• Prompt: Starting at the line containing "Provide the segmentation of every instance of the rock" and ending at the line containing "140 L 5 138", rewrite these lines of the entries with "rock face" replaced by "stone wall" and everything else unchanged. Leave the pictures out of your answer.

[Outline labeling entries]
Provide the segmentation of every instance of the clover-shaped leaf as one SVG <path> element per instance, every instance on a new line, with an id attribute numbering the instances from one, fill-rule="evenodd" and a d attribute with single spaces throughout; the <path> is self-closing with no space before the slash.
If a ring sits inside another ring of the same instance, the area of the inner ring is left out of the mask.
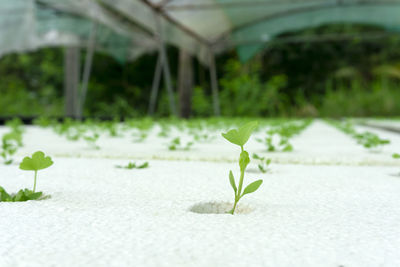
<path id="1" fill-rule="evenodd" d="M 25 171 L 38 171 L 43 170 L 53 165 L 53 161 L 50 157 L 45 157 L 42 151 L 33 153 L 32 157 L 25 157 L 19 168 Z"/>
<path id="2" fill-rule="evenodd" d="M 257 125 L 257 121 L 252 121 L 246 123 L 237 130 L 234 129 L 223 133 L 222 136 L 232 144 L 243 147 L 249 140 L 251 133 L 257 128 Z"/>

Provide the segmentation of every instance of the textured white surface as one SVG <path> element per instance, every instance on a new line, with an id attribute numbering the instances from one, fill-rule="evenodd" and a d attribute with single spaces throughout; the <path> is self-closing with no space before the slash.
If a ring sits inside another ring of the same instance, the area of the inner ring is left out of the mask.
<path id="1" fill-rule="evenodd" d="M 59 157 L 88 157 L 114 159 L 168 159 L 195 161 L 236 161 L 238 147 L 224 140 L 220 131 L 212 132 L 215 138 L 209 143 L 195 142 L 190 151 L 169 151 L 168 143 L 173 137 L 181 136 L 184 142 L 192 139 L 187 133 L 175 131 L 168 138 L 157 136 L 158 130 L 142 143 L 133 143 L 131 132 L 124 137 L 109 137 L 103 134 L 98 141 L 101 150 L 94 150 L 85 141 L 68 141 L 56 135 L 50 129 L 35 126 L 26 127 L 25 146 L 18 150 L 19 158 L 36 150 Z M 266 130 L 260 130 L 252 136 L 246 149 L 252 153 L 267 156 L 276 163 L 295 164 L 341 164 L 341 165 L 392 165 L 400 166 L 400 162 L 391 159 L 391 154 L 400 148 L 400 138 L 393 138 L 391 149 L 382 153 L 371 153 L 358 145 L 354 139 L 338 131 L 323 121 L 315 121 L 300 135 L 291 139 L 293 152 L 267 152 L 264 145 L 255 141 L 255 137 L 263 137 Z"/>
<path id="2" fill-rule="evenodd" d="M 400 140 L 392 137 L 395 146 Z M 36 149 L 53 156 L 38 177 L 38 189 L 52 198 L 0 203 L 1 267 L 400 266 L 400 161 L 389 157 L 396 147 L 370 153 L 319 121 L 293 139 L 294 152 L 268 154 L 296 165 L 273 163 L 261 174 L 250 164 L 245 184 L 264 183 L 235 216 L 190 209 L 229 207 L 228 172 L 237 178 L 237 163 L 182 161 L 236 161 L 237 149 L 224 140 L 170 152 L 154 136 L 144 144 L 103 137 L 95 151 L 28 127 L 24 141 L 18 160 Z M 267 155 L 254 139 L 247 150 Z M 59 157 L 74 153 L 82 158 Z M 160 155 L 181 161 L 115 168 Z M 17 163 L 0 165 L 7 191 L 32 183 L 33 173 Z"/>
<path id="3" fill-rule="evenodd" d="M 45 201 L 0 204 L 0 266 L 399 266 L 396 167 L 273 165 L 249 214 L 196 214 L 231 201 L 236 164 L 55 158 Z M 251 166 L 250 169 L 254 169 Z M 0 166 L 10 191 L 32 174 Z"/>

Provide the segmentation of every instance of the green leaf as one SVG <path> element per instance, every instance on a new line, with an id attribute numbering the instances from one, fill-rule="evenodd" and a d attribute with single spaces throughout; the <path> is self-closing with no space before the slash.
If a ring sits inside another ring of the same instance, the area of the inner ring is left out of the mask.
<path id="1" fill-rule="evenodd" d="M 146 161 L 146 162 L 143 163 L 142 165 L 139 165 L 137 168 L 138 168 L 138 169 L 144 169 L 144 168 L 147 168 L 147 167 L 149 167 L 149 163 Z"/>
<path id="2" fill-rule="evenodd" d="M 231 183 L 233 191 L 235 191 L 235 195 L 236 195 L 237 187 L 236 187 L 236 184 L 235 184 L 235 178 L 233 177 L 232 171 L 229 171 L 229 182 Z"/>
<path id="3" fill-rule="evenodd" d="M 249 153 L 247 153 L 247 151 L 243 150 L 240 153 L 240 158 L 239 158 L 240 170 L 244 171 L 249 163 L 250 163 Z"/>
<path id="4" fill-rule="evenodd" d="M 261 184 L 262 184 L 262 180 L 257 180 L 255 182 L 252 182 L 251 184 L 246 186 L 246 188 L 243 191 L 242 196 L 244 196 L 246 194 L 253 193 L 254 191 L 256 191 L 260 187 Z"/>
<path id="5" fill-rule="evenodd" d="M 222 133 L 222 136 L 232 144 L 242 147 L 247 143 L 251 133 L 257 128 L 257 125 L 258 125 L 257 121 L 252 121 L 246 123 L 238 130 L 234 129 L 228 131 L 227 133 Z"/>
<path id="6" fill-rule="evenodd" d="M 264 169 L 264 166 L 261 165 L 261 164 L 258 164 L 258 169 L 259 169 L 262 173 L 266 173 L 266 172 L 267 172 L 267 170 Z"/>
<path id="7" fill-rule="evenodd" d="M 7 191 L 0 186 L 0 202 L 2 201 L 10 201 L 11 196 L 7 193 Z"/>
<path id="8" fill-rule="evenodd" d="M 33 153 L 32 158 L 25 157 L 19 168 L 25 171 L 38 171 L 42 169 L 46 169 L 53 165 L 53 161 L 50 157 L 45 157 L 42 151 L 37 151 Z"/>

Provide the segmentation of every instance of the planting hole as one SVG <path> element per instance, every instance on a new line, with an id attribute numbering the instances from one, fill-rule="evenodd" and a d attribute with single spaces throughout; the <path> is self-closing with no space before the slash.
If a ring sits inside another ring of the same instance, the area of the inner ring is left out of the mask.
<path id="1" fill-rule="evenodd" d="M 202 202 L 193 205 L 189 210 L 200 214 L 227 214 L 233 207 L 229 202 Z M 247 205 L 238 205 L 235 214 L 248 214 L 253 209 Z"/>

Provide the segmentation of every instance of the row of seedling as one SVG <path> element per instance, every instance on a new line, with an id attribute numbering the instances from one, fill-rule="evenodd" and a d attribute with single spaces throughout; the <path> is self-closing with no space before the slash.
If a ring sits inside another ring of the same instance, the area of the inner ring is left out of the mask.
<path id="1" fill-rule="evenodd" d="M 234 214 L 238 202 L 245 196 L 250 193 L 255 192 L 263 183 L 263 180 L 259 179 L 251 182 L 247 186 L 244 186 L 244 177 L 246 173 L 246 168 L 250 163 L 250 155 L 249 152 L 244 149 L 244 145 L 249 140 L 252 132 L 257 128 L 257 122 L 250 122 L 245 124 L 244 126 L 230 130 L 227 133 L 223 133 L 222 136 L 231 142 L 234 145 L 238 145 L 240 147 L 240 155 L 238 159 L 240 173 L 238 179 L 235 179 L 232 171 L 229 171 L 229 183 L 234 191 L 234 202 L 233 207 L 227 213 Z M 258 155 L 254 155 L 254 158 L 265 162 L 267 165 L 270 164 L 269 160 L 262 158 Z M 27 200 L 39 200 L 49 196 L 44 196 L 42 192 L 36 192 L 37 185 L 37 175 L 39 170 L 46 169 L 53 165 L 53 161 L 50 157 L 45 156 L 45 154 L 41 151 L 37 151 L 33 153 L 32 157 L 25 157 L 19 168 L 21 170 L 33 171 L 34 172 L 34 182 L 33 189 L 21 189 L 15 194 L 9 194 L 7 191 L 0 187 L 0 202 L 15 202 L 15 201 L 27 201 Z M 129 163 L 127 166 L 116 166 L 117 168 L 125 168 L 125 169 L 142 169 L 147 168 L 149 164 L 147 162 L 143 164 Z M 267 169 L 265 167 L 260 168 L 263 172 L 266 172 Z"/>
<path id="2" fill-rule="evenodd" d="M 379 151 L 384 145 L 390 144 L 390 140 L 382 139 L 377 134 L 372 132 L 357 132 L 354 124 L 349 120 L 345 121 L 334 121 L 329 120 L 330 124 L 341 130 L 342 132 L 353 137 L 358 144 L 362 145 L 368 150 Z"/>

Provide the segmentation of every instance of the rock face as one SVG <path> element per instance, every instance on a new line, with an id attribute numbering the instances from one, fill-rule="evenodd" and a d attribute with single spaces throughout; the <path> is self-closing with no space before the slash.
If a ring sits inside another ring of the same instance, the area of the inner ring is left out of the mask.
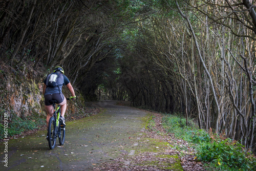
<path id="1" fill-rule="evenodd" d="M 0 67 L 1 112 L 22 118 L 35 113 L 45 115 L 42 112 L 43 75 L 25 67 L 18 71 L 3 65 Z"/>
<path id="2" fill-rule="evenodd" d="M 42 67 L 34 70 L 32 66 L 33 63 L 28 63 L 14 70 L 0 63 L 0 140 L 5 138 L 6 125 L 8 137 L 46 126 L 42 87 L 43 80 L 50 71 Z M 66 120 L 99 111 L 95 107 L 86 106 L 82 96 L 75 89 L 77 98 L 74 101 L 68 102 Z M 67 97 L 71 95 L 66 88 L 62 92 Z"/>

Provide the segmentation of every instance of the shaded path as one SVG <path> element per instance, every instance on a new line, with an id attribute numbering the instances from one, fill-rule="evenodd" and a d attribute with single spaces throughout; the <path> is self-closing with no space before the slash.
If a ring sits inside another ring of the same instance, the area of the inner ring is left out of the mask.
<path id="1" fill-rule="evenodd" d="M 46 131 L 8 142 L 8 167 L 1 170 L 90 170 L 103 162 L 123 154 L 132 155 L 144 129 L 146 114 L 115 101 L 98 103 L 105 111 L 100 114 L 67 123 L 65 143 L 50 150 Z M 5 153 L 3 142 L 1 160 Z"/>

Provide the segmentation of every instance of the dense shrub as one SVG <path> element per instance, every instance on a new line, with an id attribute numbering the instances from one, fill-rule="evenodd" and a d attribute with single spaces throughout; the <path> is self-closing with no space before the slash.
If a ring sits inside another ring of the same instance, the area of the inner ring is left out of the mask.
<path id="1" fill-rule="evenodd" d="M 221 170 L 255 170 L 255 158 L 239 142 L 199 130 L 191 120 L 189 122 L 186 126 L 186 119 L 177 115 L 163 118 L 163 126 L 168 132 L 195 147 L 199 160 L 210 162 L 211 166 Z"/>

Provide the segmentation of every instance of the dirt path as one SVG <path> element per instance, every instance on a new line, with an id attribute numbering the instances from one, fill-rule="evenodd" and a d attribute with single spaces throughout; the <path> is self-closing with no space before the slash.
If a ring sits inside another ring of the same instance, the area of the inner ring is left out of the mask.
<path id="1" fill-rule="evenodd" d="M 120 161 L 116 165 L 120 170 L 135 168 L 136 164 L 146 166 L 150 170 L 182 170 L 176 157 L 164 154 L 170 144 L 145 134 L 149 115 L 115 103 L 99 102 L 98 105 L 105 109 L 102 113 L 67 122 L 65 143 L 57 146 L 57 141 L 53 150 L 49 149 L 46 131 L 10 140 L 7 153 L 4 152 L 6 146 L 1 142 L 1 160 L 4 160 L 6 154 L 8 157 L 8 167 L 2 162 L 1 170 L 104 170 L 101 163 L 105 165 L 116 160 Z M 151 161 L 143 161 L 143 155 L 152 158 Z M 163 159 L 162 163 L 153 163 L 157 155 L 162 155 L 158 158 Z M 138 156 L 141 158 L 137 160 L 140 164 L 133 161 L 133 158 Z M 156 166 L 157 169 L 150 168 Z"/>

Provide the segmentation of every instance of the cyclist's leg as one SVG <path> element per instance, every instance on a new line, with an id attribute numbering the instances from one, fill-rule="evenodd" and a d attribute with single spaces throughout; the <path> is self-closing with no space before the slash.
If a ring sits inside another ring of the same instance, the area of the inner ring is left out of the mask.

• Complete output:
Provide the segmentation of every instance of the stone wall as one SVG <path> element per instance, every instance on a new line, with an id attribute numbering the instances from one, fill-rule="evenodd" and a d attribute with single spaces throughout; the <path> is self-closing with no space before the slash.
If a ring sits inside another ring of the same instance, the area of the inner ring is left out of the mask.
<path id="1" fill-rule="evenodd" d="M 0 67 L 1 112 L 22 118 L 35 113 L 45 115 L 42 112 L 43 75 L 25 67 L 18 71 L 3 65 Z"/>
<path id="2" fill-rule="evenodd" d="M 42 67 L 34 70 L 32 66 L 33 63 L 28 63 L 14 70 L 0 63 L 0 140 L 5 138 L 6 125 L 8 137 L 46 126 L 42 87 L 43 80 L 50 71 Z M 66 120 L 99 111 L 95 107 L 86 106 L 82 96 L 75 89 L 77 98 L 74 101 L 68 102 Z M 67 97 L 71 95 L 66 88 L 62 92 Z"/>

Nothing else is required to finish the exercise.